_Input rows_
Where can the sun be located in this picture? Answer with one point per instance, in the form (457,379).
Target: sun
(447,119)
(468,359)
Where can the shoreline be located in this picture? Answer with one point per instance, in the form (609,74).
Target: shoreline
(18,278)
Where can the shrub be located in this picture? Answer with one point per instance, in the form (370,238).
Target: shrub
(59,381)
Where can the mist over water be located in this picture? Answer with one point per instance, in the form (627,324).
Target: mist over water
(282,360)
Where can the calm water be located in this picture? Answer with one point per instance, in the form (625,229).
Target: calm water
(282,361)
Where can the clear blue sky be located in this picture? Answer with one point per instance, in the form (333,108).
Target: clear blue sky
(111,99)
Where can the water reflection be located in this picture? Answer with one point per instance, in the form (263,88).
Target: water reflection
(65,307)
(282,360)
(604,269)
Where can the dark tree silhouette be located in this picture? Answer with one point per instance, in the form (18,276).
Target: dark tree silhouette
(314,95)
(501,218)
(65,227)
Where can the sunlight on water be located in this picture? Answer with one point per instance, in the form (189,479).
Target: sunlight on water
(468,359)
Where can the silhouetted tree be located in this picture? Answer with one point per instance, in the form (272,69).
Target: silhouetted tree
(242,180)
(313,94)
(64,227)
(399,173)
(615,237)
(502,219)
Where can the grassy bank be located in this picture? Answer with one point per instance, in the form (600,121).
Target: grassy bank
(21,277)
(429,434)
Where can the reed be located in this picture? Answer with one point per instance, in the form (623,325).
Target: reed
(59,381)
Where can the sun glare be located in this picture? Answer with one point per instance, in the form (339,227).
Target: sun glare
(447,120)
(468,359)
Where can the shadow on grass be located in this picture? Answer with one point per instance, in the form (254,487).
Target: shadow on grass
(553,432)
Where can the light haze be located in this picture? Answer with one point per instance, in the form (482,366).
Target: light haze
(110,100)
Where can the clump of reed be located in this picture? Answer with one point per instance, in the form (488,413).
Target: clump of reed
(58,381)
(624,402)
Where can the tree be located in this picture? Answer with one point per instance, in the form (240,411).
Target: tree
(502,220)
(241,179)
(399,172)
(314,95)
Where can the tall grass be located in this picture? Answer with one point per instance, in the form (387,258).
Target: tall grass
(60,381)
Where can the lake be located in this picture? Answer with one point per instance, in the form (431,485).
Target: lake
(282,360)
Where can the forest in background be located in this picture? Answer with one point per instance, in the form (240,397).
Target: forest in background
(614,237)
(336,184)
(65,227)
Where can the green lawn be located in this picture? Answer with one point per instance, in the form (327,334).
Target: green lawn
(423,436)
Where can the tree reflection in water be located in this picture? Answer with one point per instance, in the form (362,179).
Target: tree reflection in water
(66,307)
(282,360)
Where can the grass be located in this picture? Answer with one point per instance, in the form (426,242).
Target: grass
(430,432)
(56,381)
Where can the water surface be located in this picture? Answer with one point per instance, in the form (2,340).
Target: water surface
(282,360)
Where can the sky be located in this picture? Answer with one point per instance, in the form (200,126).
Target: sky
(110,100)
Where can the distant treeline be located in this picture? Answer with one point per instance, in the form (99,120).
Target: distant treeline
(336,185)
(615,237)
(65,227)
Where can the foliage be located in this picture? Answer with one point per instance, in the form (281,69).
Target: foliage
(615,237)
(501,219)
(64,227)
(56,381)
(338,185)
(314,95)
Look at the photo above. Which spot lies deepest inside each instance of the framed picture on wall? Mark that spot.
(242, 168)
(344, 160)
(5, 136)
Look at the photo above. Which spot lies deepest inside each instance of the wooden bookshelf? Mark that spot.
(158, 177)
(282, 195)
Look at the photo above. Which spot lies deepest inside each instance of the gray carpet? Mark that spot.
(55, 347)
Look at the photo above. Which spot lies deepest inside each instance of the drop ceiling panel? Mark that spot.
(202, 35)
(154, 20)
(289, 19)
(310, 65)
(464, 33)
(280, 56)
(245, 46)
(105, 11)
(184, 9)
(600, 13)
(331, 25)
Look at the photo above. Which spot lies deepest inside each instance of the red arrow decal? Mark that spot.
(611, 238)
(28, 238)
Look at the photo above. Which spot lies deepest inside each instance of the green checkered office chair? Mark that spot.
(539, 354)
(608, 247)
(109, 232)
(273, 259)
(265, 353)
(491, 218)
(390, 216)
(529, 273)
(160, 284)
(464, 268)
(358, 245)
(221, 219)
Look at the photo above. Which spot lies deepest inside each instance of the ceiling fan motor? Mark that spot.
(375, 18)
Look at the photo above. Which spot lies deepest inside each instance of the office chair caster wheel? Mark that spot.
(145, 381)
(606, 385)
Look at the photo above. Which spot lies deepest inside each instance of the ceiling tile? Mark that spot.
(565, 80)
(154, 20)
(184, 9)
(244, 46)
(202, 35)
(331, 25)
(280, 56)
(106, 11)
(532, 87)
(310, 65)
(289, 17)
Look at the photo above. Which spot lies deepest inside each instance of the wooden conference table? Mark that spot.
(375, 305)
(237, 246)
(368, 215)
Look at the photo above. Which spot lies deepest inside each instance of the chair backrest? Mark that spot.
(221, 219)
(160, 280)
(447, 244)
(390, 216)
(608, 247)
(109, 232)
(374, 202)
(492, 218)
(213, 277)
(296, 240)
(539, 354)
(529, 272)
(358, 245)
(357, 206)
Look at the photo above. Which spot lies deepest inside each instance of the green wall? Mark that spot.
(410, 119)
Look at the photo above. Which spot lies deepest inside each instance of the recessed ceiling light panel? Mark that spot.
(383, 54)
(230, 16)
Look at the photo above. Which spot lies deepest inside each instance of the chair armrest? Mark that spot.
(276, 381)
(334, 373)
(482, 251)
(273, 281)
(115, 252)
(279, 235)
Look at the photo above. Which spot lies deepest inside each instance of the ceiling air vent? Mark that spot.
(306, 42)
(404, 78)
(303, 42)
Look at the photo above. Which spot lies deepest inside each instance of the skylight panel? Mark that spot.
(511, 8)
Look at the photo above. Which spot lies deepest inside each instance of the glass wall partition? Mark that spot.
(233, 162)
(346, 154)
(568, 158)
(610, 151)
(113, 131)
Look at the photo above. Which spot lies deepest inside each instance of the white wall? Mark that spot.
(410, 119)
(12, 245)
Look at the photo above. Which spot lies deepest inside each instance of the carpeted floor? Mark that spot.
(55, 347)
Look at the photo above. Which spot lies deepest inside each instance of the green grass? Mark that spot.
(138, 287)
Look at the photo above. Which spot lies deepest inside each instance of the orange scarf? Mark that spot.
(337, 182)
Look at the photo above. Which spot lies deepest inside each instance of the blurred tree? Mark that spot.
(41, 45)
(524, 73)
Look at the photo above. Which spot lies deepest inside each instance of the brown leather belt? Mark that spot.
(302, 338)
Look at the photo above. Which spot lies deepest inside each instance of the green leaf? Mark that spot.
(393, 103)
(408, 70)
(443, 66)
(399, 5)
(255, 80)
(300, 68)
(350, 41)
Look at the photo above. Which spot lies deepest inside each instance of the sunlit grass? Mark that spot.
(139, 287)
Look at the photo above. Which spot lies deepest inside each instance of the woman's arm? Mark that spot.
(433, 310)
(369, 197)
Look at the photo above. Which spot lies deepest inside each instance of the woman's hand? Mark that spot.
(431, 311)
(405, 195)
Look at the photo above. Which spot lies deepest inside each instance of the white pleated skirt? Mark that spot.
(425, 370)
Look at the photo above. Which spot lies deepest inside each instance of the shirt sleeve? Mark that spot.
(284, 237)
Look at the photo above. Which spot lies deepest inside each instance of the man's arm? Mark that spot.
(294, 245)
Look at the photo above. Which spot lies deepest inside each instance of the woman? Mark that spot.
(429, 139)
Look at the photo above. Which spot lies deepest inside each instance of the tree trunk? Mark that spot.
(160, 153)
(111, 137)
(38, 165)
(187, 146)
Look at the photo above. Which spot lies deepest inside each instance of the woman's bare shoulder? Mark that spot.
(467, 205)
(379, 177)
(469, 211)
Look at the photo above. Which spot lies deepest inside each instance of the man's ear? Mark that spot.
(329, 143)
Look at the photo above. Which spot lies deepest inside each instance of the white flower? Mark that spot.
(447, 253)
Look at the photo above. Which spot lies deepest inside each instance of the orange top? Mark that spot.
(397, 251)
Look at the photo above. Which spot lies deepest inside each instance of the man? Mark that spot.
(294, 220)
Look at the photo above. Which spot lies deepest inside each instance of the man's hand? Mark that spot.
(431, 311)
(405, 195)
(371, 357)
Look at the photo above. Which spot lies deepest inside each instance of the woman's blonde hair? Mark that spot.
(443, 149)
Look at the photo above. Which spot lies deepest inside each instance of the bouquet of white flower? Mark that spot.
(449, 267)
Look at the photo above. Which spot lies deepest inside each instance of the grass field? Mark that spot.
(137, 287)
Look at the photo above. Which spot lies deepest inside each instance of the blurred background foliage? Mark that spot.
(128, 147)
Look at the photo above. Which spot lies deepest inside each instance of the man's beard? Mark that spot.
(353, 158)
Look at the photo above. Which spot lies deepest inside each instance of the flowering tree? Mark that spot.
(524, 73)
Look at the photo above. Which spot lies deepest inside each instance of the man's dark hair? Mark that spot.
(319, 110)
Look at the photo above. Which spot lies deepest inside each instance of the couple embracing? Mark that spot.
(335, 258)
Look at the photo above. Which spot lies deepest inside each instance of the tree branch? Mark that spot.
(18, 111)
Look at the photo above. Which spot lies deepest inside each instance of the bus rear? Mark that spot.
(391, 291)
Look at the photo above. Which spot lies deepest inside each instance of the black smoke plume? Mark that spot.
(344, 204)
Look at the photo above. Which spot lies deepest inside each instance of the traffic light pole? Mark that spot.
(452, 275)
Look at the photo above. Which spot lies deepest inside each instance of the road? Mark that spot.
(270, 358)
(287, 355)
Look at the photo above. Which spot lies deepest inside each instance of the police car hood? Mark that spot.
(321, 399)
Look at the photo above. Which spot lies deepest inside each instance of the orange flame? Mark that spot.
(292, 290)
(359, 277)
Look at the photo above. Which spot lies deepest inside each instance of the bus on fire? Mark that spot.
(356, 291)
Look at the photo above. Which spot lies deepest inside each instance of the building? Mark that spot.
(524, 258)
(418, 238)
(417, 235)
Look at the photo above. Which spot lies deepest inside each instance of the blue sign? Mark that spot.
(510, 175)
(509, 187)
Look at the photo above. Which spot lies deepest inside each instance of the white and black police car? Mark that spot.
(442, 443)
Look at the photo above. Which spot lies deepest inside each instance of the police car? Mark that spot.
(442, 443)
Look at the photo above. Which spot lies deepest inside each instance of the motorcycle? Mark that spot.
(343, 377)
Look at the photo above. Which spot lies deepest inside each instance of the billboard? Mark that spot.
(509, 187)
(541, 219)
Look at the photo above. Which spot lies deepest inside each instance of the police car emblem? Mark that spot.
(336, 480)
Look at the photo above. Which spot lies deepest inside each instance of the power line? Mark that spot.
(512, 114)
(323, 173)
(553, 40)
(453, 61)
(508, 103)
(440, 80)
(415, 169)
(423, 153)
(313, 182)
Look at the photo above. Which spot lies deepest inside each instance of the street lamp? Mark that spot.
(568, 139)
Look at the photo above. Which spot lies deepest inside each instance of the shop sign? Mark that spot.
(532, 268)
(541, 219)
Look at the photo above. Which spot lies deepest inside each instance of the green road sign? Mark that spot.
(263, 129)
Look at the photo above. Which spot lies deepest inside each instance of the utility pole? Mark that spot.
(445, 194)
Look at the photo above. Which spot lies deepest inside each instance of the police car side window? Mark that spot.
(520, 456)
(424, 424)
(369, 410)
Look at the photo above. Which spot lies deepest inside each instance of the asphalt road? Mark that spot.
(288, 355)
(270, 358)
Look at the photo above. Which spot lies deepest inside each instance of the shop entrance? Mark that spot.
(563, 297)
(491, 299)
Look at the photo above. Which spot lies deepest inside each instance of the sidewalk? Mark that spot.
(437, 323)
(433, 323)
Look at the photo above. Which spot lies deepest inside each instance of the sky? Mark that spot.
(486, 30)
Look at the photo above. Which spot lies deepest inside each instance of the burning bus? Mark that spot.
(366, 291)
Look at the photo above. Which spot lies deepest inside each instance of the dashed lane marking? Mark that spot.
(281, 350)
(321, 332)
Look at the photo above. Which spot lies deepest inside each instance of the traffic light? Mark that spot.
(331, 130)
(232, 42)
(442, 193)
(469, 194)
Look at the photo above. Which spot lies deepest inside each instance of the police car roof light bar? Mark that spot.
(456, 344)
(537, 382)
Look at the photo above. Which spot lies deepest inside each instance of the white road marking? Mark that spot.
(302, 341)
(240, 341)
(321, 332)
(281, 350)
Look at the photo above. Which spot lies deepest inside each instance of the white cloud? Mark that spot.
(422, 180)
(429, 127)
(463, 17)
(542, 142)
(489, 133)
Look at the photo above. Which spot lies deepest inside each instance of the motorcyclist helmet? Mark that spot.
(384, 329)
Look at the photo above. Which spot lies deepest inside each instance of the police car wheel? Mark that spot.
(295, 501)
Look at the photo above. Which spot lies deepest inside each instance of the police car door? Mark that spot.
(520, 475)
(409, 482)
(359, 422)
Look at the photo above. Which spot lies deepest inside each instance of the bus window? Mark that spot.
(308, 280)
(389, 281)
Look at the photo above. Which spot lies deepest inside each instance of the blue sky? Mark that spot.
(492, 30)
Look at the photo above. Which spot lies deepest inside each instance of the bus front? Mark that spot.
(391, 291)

_What the task requires_
Copy out the part that opens with the line containing "door? Mark that spot." and closes at the end of the items, swapping "bus window" for "side window" and changing nothing else.

_Task answer_
Look at the photo above. Which spot lies deepest inside each instance of the police car door? Mark that spot.
(520, 475)
(409, 482)
(359, 422)
Look at the photo above. Which spot lies deepest inside each instance of the side window? Mark that spot.
(308, 280)
(389, 281)
Look at the photo above. Which spot lies deepest inside each instance of the blue sky? Mark that spot.
(492, 30)
Look at the photo above. Which spot lies deepest inside each instance of the bus front? Mark that spot.
(391, 291)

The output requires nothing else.